**EXTRACTED RECORDS**.

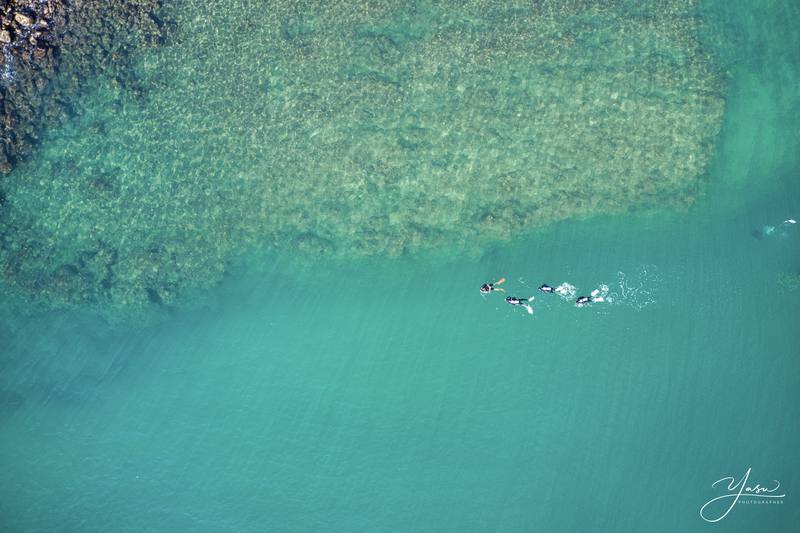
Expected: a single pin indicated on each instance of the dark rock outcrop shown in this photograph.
(48, 48)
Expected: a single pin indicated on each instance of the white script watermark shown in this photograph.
(739, 492)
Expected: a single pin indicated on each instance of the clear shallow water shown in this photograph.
(388, 395)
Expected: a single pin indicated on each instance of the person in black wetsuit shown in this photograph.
(486, 288)
(522, 302)
(544, 287)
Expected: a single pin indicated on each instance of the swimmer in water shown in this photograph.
(766, 231)
(522, 302)
(486, 288)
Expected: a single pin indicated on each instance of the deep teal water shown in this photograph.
(388, 395)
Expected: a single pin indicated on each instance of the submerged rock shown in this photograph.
(50, 48)
(384, 131)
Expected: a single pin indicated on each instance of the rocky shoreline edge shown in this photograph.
(50, 48)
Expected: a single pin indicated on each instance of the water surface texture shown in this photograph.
(265, 317)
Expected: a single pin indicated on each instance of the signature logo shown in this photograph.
(739, 491)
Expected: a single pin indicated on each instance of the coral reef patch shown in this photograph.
(50, 47)
(347, 129)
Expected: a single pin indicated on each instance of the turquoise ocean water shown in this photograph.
(388, 395)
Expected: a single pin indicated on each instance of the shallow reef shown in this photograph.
(343, 129)
(50, 48)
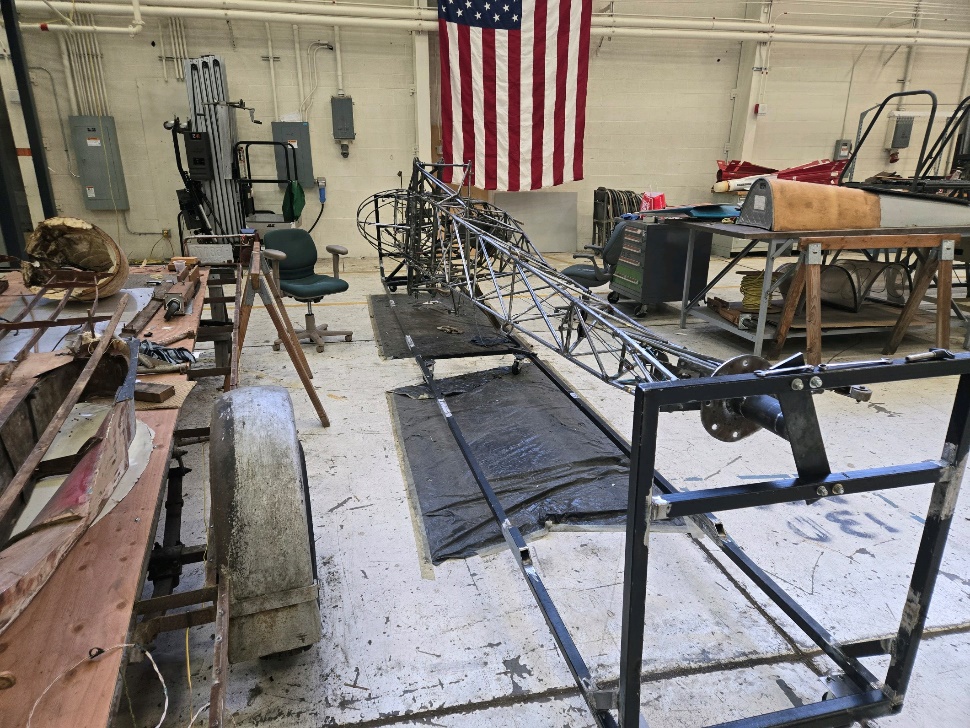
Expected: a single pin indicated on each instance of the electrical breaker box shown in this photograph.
(899, 132)
(102, 178)
(342, 109)
(198, 156)
(653, 261)
(297, 135)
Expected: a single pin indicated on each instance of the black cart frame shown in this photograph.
(652, 498)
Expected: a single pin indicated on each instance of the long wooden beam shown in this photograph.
(26, 472)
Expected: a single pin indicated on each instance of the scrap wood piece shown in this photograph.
(153, 392)
(141, 319)
(17, 484)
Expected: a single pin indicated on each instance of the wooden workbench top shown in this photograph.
(88, 601)
(747, 232)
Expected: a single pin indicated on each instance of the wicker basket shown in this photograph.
(67, 242)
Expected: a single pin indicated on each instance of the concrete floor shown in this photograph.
(462, 644)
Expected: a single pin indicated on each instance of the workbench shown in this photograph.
(781, 244)
(88, 602)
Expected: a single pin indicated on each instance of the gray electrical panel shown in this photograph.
(899, 132)
(342, 109)
(98, 157)
(297, 135)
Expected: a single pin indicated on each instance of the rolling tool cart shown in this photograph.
(653, 262)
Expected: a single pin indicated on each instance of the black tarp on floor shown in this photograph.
(432, 327)
(545, 460)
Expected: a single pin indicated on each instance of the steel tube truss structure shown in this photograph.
(452, 245)
(455, 245)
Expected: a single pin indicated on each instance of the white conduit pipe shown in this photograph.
(299, 67)
(106, 109)
(68, 74)
(598, 20)
(752, 32)
(106, 29)
(161, 41)
(84, 97)
(339, 58)
(272, 72)
(88, 70)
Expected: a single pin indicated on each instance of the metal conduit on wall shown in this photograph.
(417, 19)
(604, 20)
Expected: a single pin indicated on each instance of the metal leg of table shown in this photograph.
(774, 246)
(687, 271)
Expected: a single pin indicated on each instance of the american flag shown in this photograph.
(513, 90)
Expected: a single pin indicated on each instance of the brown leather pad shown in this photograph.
(808, 206)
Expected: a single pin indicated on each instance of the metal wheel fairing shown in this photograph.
(721, 418)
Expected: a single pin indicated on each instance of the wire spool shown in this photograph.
(67, 242)
(751, 285)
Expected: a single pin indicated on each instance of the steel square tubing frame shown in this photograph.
(874, 698)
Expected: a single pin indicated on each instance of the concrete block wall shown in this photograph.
(378, 75)
(659, 111)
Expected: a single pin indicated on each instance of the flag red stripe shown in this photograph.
(515, 89)
(538, 92)
(447, 127)
(582, 76)
(467, 104)
(562, 67)
(491, 132)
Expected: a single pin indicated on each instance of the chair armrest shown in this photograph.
(274, 256)
(591, 259)
(336, 251)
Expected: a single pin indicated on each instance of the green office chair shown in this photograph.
(591, 275)
(294, 273)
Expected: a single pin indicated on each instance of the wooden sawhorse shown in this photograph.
(938, 261)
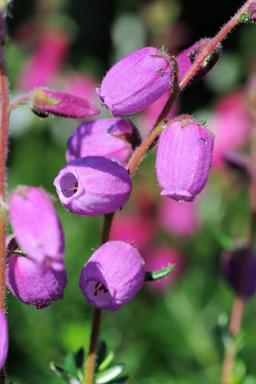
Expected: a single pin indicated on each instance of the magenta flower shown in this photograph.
(158, 258)
(93, 185)
(231, 124)
(35, 284)
(46, 61)
(63, 104)
(136, 81)
(113, 275)
(187, 57)
(178, 218)
(239, 268)
(183, 159)
(114, 138)
(36, 225)
(4, 338)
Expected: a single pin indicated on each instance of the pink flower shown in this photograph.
(136, 81)
(93, 185)
(114, 138)
(183, 159)
(46, 60)
(37, 228)
(35, 284)
(113, 275)
(178, 218)
(4, 339)
(231, 125)
(48, 101)
(159, 258)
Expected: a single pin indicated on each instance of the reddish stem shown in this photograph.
(4, 124)
(137, 158)
(160, 123)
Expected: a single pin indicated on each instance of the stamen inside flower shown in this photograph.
(98, 293)
(69, 184)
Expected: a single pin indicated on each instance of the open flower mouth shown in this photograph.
(97, 293)
(69, 184)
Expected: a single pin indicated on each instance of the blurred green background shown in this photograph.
(173, 337)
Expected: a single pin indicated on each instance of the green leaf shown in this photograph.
(160, 274)
(59, 371)
(109, 374)
(70, 364)
(80, 357)
(122, 379)
(107, 361)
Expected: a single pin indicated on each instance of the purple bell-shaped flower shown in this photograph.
(113, 275)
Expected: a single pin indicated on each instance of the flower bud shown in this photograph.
(183, 159)
(114, 138)
(47, 101)
(113, 275)
(178, 218)
(187, 57)
(4, 338)
(136, 81)
(36, 225)
(35, 284)
(93, 185)
(239, 268)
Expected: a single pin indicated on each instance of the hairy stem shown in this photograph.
(195, 67)
(140, 153)
(221, 35)
(19, 100)
(89, 366)
(4, 124)
(238, 308)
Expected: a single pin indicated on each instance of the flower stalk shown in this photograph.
(141, 151)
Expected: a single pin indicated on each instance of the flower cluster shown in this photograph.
(96, 180)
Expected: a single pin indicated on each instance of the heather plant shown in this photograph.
(102, 156)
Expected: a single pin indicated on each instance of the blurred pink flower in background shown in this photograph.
(46, 60)
(230, 124)
(159, 258)
(178, 218)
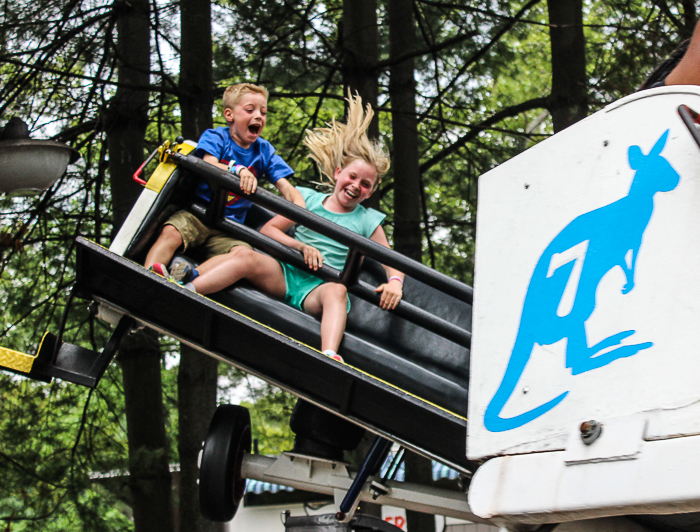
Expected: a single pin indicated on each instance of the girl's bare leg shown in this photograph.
(263, 271)
(214, 261)
(330, 302)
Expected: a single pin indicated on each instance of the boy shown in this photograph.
(237, 148)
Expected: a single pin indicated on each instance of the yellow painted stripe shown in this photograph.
(314, 349)
(15, 360)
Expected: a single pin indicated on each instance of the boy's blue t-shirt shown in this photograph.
(362, 221)
(260, 158)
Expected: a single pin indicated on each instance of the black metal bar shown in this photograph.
(378, 406)
(394, 466)
(217, 205)
(369, 466)
(351, 272)
(317, 223)
(361, 289)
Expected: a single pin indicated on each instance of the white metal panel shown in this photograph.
(541, 488)
(133, 221)
(560, 220)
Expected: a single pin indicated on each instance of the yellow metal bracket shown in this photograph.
(165, 169)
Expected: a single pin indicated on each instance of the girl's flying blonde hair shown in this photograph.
(338, 144)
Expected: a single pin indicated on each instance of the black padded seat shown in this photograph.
(377, 342)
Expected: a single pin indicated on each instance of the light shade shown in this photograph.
(28, 166)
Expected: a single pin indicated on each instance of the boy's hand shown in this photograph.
(312, 257)
(248, 181)
(392, 292)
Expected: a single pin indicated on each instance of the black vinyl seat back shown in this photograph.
(392, 333)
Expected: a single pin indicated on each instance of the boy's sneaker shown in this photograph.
(183, 272)
(160, 269)
(333, 355)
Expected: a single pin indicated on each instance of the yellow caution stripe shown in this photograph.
(15, 360)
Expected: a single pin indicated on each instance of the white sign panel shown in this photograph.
(587, 282)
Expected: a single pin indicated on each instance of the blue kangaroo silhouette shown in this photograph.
(608, 235)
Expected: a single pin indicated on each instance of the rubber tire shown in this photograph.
(221, 486)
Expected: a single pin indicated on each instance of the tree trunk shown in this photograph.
(197, 374)
(407, 193)
(402, 91)
(196, 83)
(419, 470)
(196, 386)
(569, 100)
(139, 356)
(360, 53)
(149, 474)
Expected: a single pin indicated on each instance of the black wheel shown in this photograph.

**TASK DIRECTIONS**.
Duplicate the items above without any changes, from the line with "bracket shown in this photograph." up to and including the last line of the items.

**TASK SOLUTION**.
Expected: a single pin indicated on each instance of the yellow metal bracket shown in this photograph.
(165, 169)
Expected: a single pin indicated on each instance of the girl's flying blonde hair shown in this photograph.
(338, 144)
Expected: a single pin indicated on each instance of the black padded seat shown in this photograph.
(377, 342)
Expected: a single pin indicated on each instance of the light shade shown in this photograph.
(28, 166)
Expected: a single pin indicated on each instance of the boy's hand shown in this photograph.
(312, 257)
(248, 181)
(392, 292)
Expected: a single pin indicated on each instance of the black vinyl seat back shown in this photograph.
(392, 333)
Expected: a single pin indicated on each instance of the boy's sneaker shown in this photograph.
(183, 272)
(160, 269)
(333, 355)
Expected: a single pin indicated on each instance of the yellow caution stripe shown in this photograph.
(15, 360)
Expected: a single pin indicated on each instance of the white sign panel shown in this photograph.
(587, 282)
Expected: a single pin indicated on each instance of the blue kangaroo silhouette shown in this photograph.
(608, 235)
Expected: a single pin indicated on each instance of the rubber tire shown in this photograph.
(221, 486)
Expected: a single pin indicated on each instance of the tree trunk shown in this photograph.
(197, 374)
(407, 193)
(402, 91)
(196, 83)
(419, 470)
(196, 386)
(569, 100)
(139, 356)
(360, 53)
(149, 474)
Expected: a single pin indicated on each instance of the black wheel shown in this photograph.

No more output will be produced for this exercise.